Objective: Please gather every line in the records below that contains the word "building". Case counts.
☆ ☆ ☆ ☆
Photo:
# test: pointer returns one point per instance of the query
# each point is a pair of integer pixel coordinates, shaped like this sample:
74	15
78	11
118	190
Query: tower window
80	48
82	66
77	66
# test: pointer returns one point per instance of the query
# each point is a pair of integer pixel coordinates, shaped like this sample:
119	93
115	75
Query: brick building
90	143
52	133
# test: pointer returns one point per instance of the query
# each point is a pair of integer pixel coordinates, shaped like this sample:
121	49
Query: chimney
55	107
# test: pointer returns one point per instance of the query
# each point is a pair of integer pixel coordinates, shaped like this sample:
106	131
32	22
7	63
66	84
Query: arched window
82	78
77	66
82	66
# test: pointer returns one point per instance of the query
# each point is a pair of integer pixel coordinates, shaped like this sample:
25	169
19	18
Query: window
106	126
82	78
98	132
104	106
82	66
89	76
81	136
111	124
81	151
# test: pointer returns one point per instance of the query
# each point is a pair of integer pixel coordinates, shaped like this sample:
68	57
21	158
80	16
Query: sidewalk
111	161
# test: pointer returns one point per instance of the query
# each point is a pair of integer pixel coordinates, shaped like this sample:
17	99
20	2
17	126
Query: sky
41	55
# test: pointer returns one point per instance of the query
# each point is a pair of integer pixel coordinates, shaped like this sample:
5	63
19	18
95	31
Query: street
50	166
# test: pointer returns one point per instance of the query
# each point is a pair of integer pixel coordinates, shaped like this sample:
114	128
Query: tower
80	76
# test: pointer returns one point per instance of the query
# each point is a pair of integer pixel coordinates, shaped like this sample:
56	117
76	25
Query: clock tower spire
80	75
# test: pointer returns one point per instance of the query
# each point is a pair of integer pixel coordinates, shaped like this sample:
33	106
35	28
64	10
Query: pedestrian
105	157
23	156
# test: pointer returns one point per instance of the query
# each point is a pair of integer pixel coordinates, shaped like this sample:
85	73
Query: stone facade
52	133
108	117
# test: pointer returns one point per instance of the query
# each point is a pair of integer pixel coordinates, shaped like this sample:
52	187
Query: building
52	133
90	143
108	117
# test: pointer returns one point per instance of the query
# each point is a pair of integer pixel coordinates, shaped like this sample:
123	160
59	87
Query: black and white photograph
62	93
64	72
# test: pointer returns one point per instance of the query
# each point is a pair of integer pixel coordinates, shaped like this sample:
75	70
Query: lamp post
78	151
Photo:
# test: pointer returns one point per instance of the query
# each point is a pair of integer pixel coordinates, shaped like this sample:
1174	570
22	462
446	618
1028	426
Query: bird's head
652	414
☆ ☆ ☆ ☆
Result of the task:
Query: brick building
Query: building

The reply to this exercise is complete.